- [Texto citado]
O problema da desvalorização do ensino jurídico

* Atahualpa Fernandez  

Em tema de educação e ensino jurídico parece que vivemos diante de um paradoxo: por um lado, o preceito da Carta Magna que estabelece, em linhas gerais,  que a educação  há de ter por objeto o pleno desenvolvimento da personalidade humana no respeito aos princípios democráticos de convivência e aos direitos e liberdades fundamentais; por outro lado, a indissimulada situação de quebra e falta de credibilidade do ensino jurídico universitário, contrastável  sem mais que ver a quase patológica busca pelos epidêmicos  cursinhos preparatórios extra-universitários por parte dos bacharéis.

Em realidade, qualquer parecido com o que caberia chamar uma boa educação universitária brilha, hoje,  de maneira clamorosa por sua ausência. Vivemos em um contexto educacional em que a obtenção do grau universitário já não se configura por ser uma conquista do talento, um prêmio pelas noites passadas em claro e pelas pesquisas realizadas, senão como um instrumento a mais para conseguir, sem demora, um emprego ou cargo qualquer. Não é necessária muita perspicácia para constatar o que vai da teoria -uma teoria que se refere nada menos que à formação  de  cidadãos responsáveis –  até a prática, medida por sua vez em termos de obtenção de um “bom trabalho” que assegure, antes de tudo, um bom salário.

Em termos comparativos, essas duas situações parecem indicar que, por mais que os redatores da “lei das leis” tenham imposto grande empenho retórico em sua redação, o que conta é o que pode ganhar cada um. E poucos seriam os que, postos na tessitura de ter que montar uma “vida digna” (em termos estritamente materiais), o colocariam em dúvida. Mas, de ser assim, por que tanta preocupação e discussão sobre o ensino jurídico para a ética e a cidadania, e ainda mais sobre o baixo índice de aprovação em concursos públicos e nos exames de ordem por parte egressos das facultades de direito ?

Se as instituições de ensino insistissem em um modelo de educação e formação  que  tratasse de impedir um perfil de discente  proclive ao automatismo, à memorização e  ao  isolamento teórico – origem, diga-se de passo , de profissionais deficientes  e, em determinadas ocasiões, carentes de um mínimo sentido de ponderada razoabilidade acerca dos valores, princípios e normas que ao Direito importam –, seguramente não se diria que o ensino jurídico está desvalorizado senão que sobe inteiro na bolsa dos valores sociais. Uns profissionais bem formados, por miserável e egoísta que fosse seu comportamento, dariam indício de que nossas nossas instituições de ensino são excelentes. Ou não?

- [Conteúdo dos dados]
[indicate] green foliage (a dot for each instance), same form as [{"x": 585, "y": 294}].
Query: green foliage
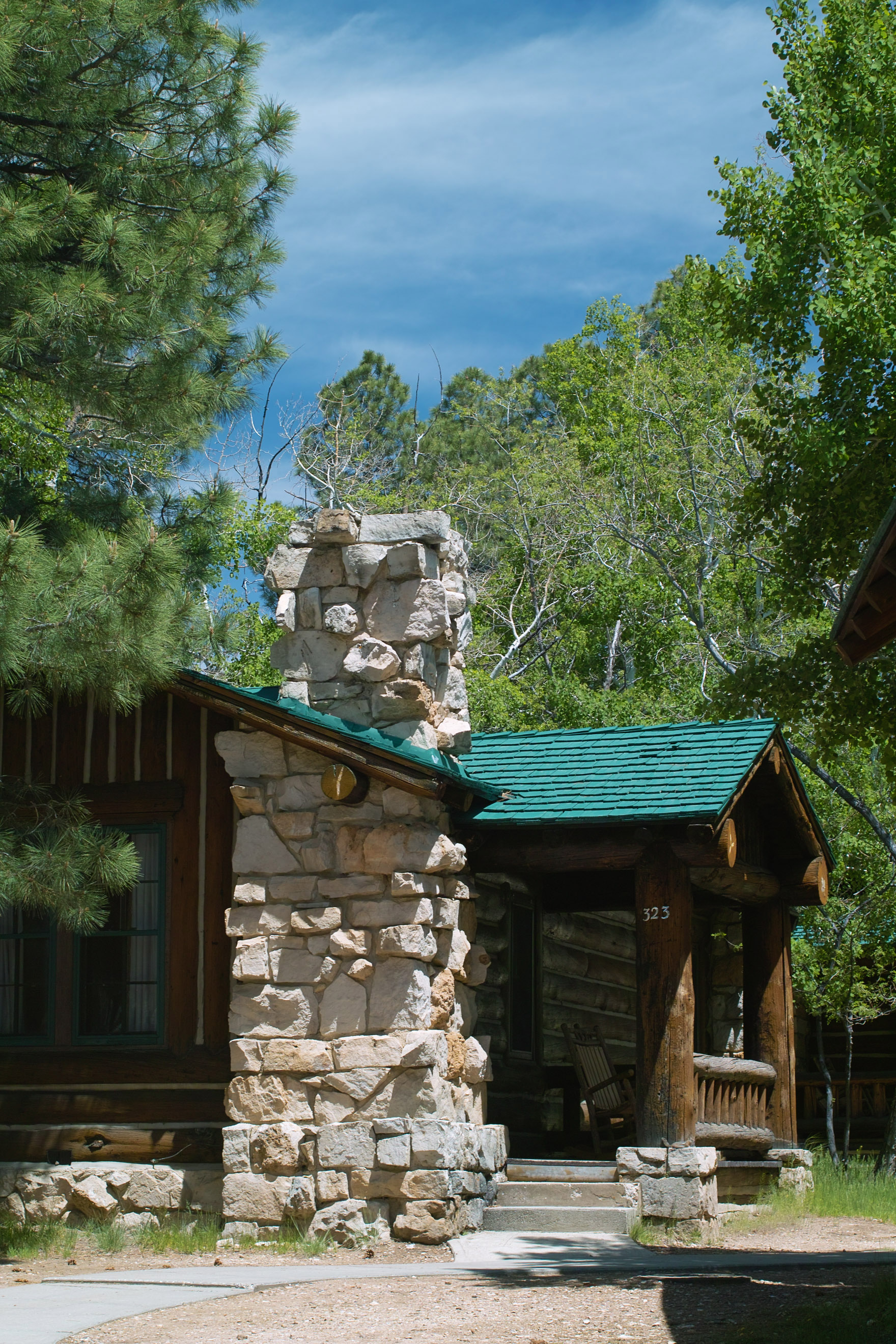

- [Tarefa a cumprir]
Responda com base no texto sobre o ensino jurídico:
(a) Segundo a Carta Magna, qual deve ser o objeto da educação?
(b) Como a obtenção do grau universitário passou a ser vista, em vez de uma conquista do talento?
(c) A que tipo de aluno as instituições de ensino deveriam tentar não dar origem?
A listagem não precisa ser usada.

- [Resposta escrita]
(a) O pleno desenvolvimento da personalidade humana, no respeito aos princípios democráticos de convivência e aos direitos e liberdades fundamentais.
(b) Como mais um instrumento para conseguir, sem demora, um emprego ou cargo qualquer.
(c) A um aluno propenso ao automatismo, à memorização e ao isolamento teórico.